--- Data shown ---
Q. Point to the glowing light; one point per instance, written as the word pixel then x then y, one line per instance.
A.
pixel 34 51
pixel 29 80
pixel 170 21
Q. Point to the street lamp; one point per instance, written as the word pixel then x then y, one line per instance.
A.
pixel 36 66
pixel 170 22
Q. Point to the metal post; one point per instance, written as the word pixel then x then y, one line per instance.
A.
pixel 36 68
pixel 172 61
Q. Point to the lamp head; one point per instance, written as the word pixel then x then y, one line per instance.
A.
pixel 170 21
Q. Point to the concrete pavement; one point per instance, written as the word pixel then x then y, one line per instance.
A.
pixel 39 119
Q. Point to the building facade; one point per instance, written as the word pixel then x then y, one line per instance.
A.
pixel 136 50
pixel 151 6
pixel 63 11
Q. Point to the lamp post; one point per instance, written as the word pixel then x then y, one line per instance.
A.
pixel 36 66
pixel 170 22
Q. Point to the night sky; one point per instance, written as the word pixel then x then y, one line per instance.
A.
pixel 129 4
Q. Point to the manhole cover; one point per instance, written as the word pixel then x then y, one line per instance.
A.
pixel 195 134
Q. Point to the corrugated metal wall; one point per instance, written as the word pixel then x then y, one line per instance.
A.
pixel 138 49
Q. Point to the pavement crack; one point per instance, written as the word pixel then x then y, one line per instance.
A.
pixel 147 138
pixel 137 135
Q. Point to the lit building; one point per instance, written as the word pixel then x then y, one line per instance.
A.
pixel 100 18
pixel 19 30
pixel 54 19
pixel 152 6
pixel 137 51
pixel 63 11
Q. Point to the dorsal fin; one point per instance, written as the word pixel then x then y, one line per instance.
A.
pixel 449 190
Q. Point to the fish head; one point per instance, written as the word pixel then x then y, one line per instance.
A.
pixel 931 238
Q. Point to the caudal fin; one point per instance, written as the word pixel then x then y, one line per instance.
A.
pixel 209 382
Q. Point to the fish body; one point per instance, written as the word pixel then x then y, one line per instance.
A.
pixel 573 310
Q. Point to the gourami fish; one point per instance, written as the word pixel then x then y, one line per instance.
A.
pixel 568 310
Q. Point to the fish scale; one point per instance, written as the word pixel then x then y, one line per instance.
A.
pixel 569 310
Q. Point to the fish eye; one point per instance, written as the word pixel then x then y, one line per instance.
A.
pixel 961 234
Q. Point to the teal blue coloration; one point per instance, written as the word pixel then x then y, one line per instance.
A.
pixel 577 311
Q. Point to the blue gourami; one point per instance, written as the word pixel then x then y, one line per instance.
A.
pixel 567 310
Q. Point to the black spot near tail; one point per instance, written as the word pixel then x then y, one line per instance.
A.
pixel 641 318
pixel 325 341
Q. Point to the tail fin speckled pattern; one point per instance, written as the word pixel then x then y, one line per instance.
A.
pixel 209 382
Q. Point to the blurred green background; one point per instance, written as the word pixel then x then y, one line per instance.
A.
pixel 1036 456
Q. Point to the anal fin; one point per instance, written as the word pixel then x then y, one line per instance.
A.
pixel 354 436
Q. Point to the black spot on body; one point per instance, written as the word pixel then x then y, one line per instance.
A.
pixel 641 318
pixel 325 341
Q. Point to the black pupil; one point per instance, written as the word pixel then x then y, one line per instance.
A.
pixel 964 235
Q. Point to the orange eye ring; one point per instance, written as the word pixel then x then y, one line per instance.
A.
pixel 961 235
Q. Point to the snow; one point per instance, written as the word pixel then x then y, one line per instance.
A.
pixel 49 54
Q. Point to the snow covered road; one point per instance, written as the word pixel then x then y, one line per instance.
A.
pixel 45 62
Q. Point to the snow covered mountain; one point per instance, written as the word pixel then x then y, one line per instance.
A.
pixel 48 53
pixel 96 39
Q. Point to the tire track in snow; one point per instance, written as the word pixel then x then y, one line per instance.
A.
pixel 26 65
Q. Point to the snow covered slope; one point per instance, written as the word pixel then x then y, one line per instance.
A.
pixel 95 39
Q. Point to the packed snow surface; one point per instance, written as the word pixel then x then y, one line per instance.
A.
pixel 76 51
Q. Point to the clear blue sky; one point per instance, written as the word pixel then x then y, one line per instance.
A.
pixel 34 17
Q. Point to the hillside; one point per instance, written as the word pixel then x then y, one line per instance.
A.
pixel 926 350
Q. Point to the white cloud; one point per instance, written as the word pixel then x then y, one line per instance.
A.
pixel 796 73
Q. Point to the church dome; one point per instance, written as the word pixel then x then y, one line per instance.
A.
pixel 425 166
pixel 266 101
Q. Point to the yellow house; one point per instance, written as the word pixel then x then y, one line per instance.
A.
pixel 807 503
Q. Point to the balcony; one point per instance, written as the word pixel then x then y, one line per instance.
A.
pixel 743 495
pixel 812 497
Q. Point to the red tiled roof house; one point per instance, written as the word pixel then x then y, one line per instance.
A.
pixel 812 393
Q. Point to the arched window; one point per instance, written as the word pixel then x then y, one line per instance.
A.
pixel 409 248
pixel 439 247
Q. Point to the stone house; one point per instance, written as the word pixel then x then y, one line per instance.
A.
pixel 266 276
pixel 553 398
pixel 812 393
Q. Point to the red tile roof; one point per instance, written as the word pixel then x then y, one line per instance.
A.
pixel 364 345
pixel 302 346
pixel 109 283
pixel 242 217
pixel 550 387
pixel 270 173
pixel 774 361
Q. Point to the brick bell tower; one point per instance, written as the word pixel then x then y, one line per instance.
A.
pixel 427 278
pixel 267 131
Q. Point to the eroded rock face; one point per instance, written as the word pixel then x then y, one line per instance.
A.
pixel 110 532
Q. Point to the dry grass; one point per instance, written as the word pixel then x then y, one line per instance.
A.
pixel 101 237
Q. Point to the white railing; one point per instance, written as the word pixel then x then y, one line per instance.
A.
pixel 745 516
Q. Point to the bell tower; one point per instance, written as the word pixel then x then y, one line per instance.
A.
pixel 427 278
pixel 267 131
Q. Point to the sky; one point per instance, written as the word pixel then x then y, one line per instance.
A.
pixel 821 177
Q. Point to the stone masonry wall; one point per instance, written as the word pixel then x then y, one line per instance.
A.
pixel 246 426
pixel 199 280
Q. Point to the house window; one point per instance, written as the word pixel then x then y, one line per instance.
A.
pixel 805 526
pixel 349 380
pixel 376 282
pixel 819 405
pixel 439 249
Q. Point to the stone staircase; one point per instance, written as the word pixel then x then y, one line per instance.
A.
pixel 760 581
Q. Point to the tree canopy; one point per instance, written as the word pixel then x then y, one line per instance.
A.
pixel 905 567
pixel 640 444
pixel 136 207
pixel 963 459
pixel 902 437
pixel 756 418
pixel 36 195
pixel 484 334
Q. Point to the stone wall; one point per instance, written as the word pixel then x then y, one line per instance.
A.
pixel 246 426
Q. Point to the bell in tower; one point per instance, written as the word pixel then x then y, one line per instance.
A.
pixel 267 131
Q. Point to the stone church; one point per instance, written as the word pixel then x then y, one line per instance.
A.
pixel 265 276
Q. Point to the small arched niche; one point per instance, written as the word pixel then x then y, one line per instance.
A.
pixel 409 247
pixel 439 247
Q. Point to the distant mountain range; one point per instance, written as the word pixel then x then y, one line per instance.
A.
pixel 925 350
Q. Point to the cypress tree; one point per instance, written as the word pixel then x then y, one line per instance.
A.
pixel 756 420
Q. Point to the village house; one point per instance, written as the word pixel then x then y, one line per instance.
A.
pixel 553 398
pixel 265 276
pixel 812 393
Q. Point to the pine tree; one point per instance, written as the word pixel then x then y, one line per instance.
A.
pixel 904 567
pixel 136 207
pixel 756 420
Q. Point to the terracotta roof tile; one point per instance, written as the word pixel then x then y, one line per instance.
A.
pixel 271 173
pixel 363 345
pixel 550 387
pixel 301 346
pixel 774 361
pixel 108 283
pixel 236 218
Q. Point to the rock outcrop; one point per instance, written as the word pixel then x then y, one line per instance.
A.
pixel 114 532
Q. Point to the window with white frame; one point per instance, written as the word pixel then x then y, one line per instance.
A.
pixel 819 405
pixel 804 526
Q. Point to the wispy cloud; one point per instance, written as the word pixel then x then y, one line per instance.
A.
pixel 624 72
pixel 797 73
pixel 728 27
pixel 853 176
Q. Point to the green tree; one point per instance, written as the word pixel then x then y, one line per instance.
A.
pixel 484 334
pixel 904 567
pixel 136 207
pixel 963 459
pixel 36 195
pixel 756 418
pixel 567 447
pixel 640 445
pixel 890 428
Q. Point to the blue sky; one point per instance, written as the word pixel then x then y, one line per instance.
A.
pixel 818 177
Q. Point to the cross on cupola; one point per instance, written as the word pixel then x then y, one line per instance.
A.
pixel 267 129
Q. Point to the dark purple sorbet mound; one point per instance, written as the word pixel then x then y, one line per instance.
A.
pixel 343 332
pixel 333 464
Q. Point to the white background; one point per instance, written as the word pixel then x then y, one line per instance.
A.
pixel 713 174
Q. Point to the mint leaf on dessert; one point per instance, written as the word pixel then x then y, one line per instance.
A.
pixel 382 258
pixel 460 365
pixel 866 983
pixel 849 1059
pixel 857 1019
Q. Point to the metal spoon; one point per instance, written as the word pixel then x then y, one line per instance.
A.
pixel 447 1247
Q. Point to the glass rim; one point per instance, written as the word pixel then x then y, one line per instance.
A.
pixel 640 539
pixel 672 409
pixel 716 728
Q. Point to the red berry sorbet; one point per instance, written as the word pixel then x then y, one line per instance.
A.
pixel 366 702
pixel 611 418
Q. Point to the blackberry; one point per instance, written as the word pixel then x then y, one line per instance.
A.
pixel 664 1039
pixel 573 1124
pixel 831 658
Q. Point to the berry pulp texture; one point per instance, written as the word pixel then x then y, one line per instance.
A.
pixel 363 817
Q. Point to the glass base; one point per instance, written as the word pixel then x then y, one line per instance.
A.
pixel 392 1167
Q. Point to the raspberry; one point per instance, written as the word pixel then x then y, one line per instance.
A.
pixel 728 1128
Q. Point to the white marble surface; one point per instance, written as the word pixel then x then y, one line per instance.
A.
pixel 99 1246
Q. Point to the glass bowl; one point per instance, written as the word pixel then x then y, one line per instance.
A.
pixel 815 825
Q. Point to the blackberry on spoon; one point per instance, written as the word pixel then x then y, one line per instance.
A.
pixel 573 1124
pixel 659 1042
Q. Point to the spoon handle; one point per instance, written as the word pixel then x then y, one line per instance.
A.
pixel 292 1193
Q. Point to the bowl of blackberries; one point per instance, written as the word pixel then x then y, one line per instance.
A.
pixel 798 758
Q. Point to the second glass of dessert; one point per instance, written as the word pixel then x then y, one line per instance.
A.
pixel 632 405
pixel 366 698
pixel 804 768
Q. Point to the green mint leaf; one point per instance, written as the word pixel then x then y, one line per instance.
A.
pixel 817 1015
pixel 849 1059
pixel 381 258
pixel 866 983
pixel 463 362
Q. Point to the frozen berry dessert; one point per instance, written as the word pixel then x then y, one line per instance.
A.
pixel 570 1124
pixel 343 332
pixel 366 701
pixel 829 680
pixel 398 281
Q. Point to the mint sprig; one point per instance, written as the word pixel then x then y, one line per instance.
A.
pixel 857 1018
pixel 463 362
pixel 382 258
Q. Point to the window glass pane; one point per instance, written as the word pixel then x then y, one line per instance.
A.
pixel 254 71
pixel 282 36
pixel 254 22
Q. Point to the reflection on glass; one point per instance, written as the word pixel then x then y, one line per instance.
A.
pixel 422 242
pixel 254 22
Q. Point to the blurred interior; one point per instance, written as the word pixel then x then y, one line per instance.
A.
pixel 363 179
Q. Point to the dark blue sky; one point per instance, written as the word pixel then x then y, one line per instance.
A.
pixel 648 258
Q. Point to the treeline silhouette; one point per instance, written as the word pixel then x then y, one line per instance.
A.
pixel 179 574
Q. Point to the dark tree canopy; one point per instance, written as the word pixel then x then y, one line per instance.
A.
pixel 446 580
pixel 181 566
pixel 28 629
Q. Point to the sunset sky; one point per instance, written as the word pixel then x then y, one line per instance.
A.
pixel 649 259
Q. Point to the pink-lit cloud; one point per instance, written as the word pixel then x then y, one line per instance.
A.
---
> **Problem requirements**
Copy the material verbatim, starting at the line containing "Q. Point to the window glass" and continuing through the final line of the material, both included.

> **Exercise response**
Q. Point to the window glass pane; one point per instance, written as the word pixel then x then y, one line per instance.
A.
pixel 254 71
pixel 282 36
pixel 254 22
Q. Point to the reflection on glass; one point per instance, written as the word pixel then x then y, one line per instance.
A.
pixel 422 242
pixel 254 22
Q. Point to the blurred interior; one point per instance, written as the word pixel then x then y, one line per instance.
A.
pixel 363 179
Q. Point to the dark blue sky; one point per instance, written as the word pixel then x then y, one line per instance.
A.
pixel 648 258
Q. Point to the treeline silhouette; one point per instance, written as the word pixel then x then y, one line per instance.
A.
pixel 179 574
Q. Point to the dark tree canopy; one point per instance, written as the word pixel then x then y, one line per instance.
A.
pixel 446 580
pixel 181 566
pixel 28 629
Q. Point to the sunset sky; one point per instance, written as the word pixel then x then y, one line per instance.
A.
pixel 649 259
Q. Point to the pink-lit cloud; one point per instance, written as the word pixel then x then y, one line per instance.
A.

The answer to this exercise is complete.